(Excerpt provided Opens)
But a subset of retrieved transcripts showed some agreement with solar radiation. An environmental variable that is tightly correlated with Covid-19 waves. Particularly some selected transcripts had a relation with vitamin D, which is synthesized by solar radiation. Low levels of vitamin D have been correlated with the complication of COVID-19. LCOR, similar to SARS Cov2, associates with HDAC6 which in turn have some regulatory role for the vitamin D receptor or VDR. SLC2536A, similar to SARS Cov2, increases its mitochondrial expression after vitamin treatment. CDS1, similar to SARS Cov2, is regulated by VDR. SLC16A10, similar to SARS Cov2, is being proposed as a response element of VDR.
The second approach tries to automate things a little bit further. The transcripts frequencies are into an autoencoder and selected by reconstruction. Sequence selection is done by low reconstruction error and z-score. This will exclude outliers and select sequences correctly reconstructed. And its reconstruction lies over the domain of the learned representation.
Using this approach with an autoencoder trained with the full SARS Cov2 sequences results in 358 sequences selected from the reference transcripts. With most of the sequences being located at the chromosomes 6, Y, and 4.

Yet, due to its size, some fragments inside the SARS Cov2 sequence might be neglected. To try to get a better segmentation sequences are split into two fragments. One that contains the non-structural genes, and another with the structural genes. This allows finding fragment-specific similarities if there are any.
The non-structural segment showed an almost continuous set of transcripts similar to the SARS Cov2 sequence. The selected transcripts showed similarity to SARS Cov2 sequences isolated at different points in time. Most of the selected transcripts were located at chromosomes 3,5 and 2.

While the structural segment resulted in the selection of transcripts that clustered together at a specific part of the learned representation. And most of the selected transcripts were located at chromosomes 4,2 and 3.

On the second approach, there was not a manual review of the selected transcripts as the election increased around 10 fold. Making it harder to find information on the selected transcripts. Yet the segmentation of the SARS Cov2 sequence appears to catch more information about the similarity between the transcripts and the viral sequences. And as the comparison is made using the autoencoder the result is a global or population comparison.
Some consequences
If susceptibility is driven by genetic mimicry and one of the first actions of the infected cell is to starve the virus by restraining the available nucleotides. Then a long-term solution could be to lower or shut down the expression of a series of genes with similar compositions. This shutdown could lead to the different symptoms experienced during the illness. Or could drive the different symptoms experienced after the acute illness.
If that is the case, then different degrees of similarity to different genes could lead to a series of apparently unrelated symptoms. As the virus adapts to the new cellular resources, then it will change how similar it is to a new subset of genes. This change will result in different symptoms or different post-acute illness sequelae.
This proposed mechanism alone is unable to explain the complete set of changes that happens during the SARS Cov2 infection, both acute and post-acute phase. However, within the small subset of changes that tries to explain it sounds like a possible explanation. Yet continuous research is needed to establish the accuracy of the presented hypothesis.
(Excerpt provided Closes)
(Records shown Opens)
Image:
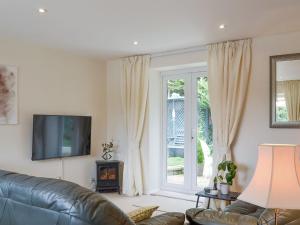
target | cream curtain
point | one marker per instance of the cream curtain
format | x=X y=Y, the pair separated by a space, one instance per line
x=135 y=82
x=229 y=69
x=291 y=90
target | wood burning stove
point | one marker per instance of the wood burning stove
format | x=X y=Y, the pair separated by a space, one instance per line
x=109 y=176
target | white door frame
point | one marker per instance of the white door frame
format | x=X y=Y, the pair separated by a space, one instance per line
x=189 y=76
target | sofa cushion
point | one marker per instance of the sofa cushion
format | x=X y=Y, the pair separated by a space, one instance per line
x=165 y=219
x=53 y=201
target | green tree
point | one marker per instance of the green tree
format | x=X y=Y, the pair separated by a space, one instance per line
x=176 y=86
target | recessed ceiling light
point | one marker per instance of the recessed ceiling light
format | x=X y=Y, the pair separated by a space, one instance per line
x=42 y=11
x=222 y=26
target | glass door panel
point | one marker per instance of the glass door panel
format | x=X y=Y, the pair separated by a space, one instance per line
x=175 y=131
x=204 y=134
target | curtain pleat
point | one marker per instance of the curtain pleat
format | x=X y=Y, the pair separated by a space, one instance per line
x=135 y=85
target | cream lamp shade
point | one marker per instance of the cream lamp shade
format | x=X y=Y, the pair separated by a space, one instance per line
x=275 y=183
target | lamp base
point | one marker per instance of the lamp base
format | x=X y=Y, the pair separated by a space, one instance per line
x=276 y=214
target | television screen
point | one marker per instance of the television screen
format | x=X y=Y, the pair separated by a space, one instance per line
x=60 y=136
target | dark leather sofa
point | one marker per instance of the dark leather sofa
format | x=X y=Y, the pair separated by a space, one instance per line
x=27 y=200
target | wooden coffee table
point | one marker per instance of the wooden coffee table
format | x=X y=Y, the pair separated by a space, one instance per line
x=232 y=196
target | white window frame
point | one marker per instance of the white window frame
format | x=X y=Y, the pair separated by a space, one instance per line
x=190 y=76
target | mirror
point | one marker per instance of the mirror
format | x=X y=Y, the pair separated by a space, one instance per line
x=285 y=91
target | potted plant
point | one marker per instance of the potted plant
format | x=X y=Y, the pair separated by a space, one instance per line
x=107 y=150
x=226 y=174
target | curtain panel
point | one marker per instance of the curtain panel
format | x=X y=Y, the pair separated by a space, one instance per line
x=291 y=90
x=135 y=88
x=229 y=70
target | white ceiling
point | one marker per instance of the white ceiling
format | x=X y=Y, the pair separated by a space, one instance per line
x=288 y=70
x=107 y=28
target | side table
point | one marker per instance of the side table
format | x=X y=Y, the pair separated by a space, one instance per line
x=232 y=196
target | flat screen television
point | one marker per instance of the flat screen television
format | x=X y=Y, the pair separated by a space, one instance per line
x=56 y=136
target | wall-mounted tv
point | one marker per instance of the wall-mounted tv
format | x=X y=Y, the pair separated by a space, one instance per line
x=56 y=136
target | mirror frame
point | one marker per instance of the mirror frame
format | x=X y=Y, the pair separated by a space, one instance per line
x=273 y=60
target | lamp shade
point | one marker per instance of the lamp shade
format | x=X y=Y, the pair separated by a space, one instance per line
x=275 y=183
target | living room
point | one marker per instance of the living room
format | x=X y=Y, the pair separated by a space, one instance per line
x=177 y=87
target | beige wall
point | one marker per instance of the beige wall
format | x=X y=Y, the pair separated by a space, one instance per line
x=255 y=124
x=53 y=82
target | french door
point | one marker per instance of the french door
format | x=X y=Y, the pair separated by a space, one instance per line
x=187 y=130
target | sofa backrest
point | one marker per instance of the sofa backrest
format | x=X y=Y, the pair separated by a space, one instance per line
x=27 y=200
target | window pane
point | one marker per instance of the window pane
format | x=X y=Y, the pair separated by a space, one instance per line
x=204 y=134
x=175 y=132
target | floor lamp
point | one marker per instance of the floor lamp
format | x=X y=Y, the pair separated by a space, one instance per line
x=275 y=184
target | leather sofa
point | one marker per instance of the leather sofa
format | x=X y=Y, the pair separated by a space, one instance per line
x=241 y=213
x=27 y=200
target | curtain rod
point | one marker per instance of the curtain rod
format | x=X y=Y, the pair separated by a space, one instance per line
x=173 y=52
x=179 y=51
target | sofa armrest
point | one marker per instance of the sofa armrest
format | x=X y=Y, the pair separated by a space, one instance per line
x=295 y=222
x=165 y=219
x=213 y=217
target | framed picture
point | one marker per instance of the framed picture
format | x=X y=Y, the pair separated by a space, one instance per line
x=8 y=95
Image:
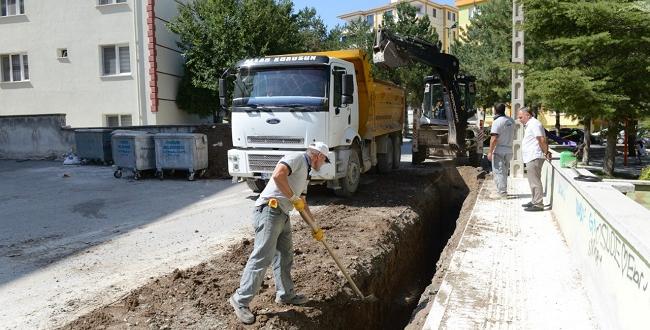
(Records shown Closes)
What to work on —
1. According to the excerpt on SARS Cov2 transcript similarity, how many sequences were selected from the reference transcripts when the autoencoder was trained with the full SARS Cov2 sequences?
2. Duplicate the part of the excerpt on SARS Cov2 transcript similarity starting at "If that is the" and ending at "the presented hypothesis.".
You will not need the records.

Task-by-task results —
1. 358 sequences were selected.

2.
If that is the case, then different degrees of similarity to different genes could lead to a series of apparently unrelated symptoms. As the virus adapts to the new cellular resources, then it will change how similar it is to a new subset of genes. This change will result in different symptoms or different post-acute illness sequelae.
This proposed mechanism alone is unable to explain the complete set of changes that happens during the SARS Cov2 infection, both acute and post-acute phase. However, within the small subset of changes that tries to explain it sounds like a possible explanation. Yet continuous research is needed to establish the accuracy of the presented hypothesis.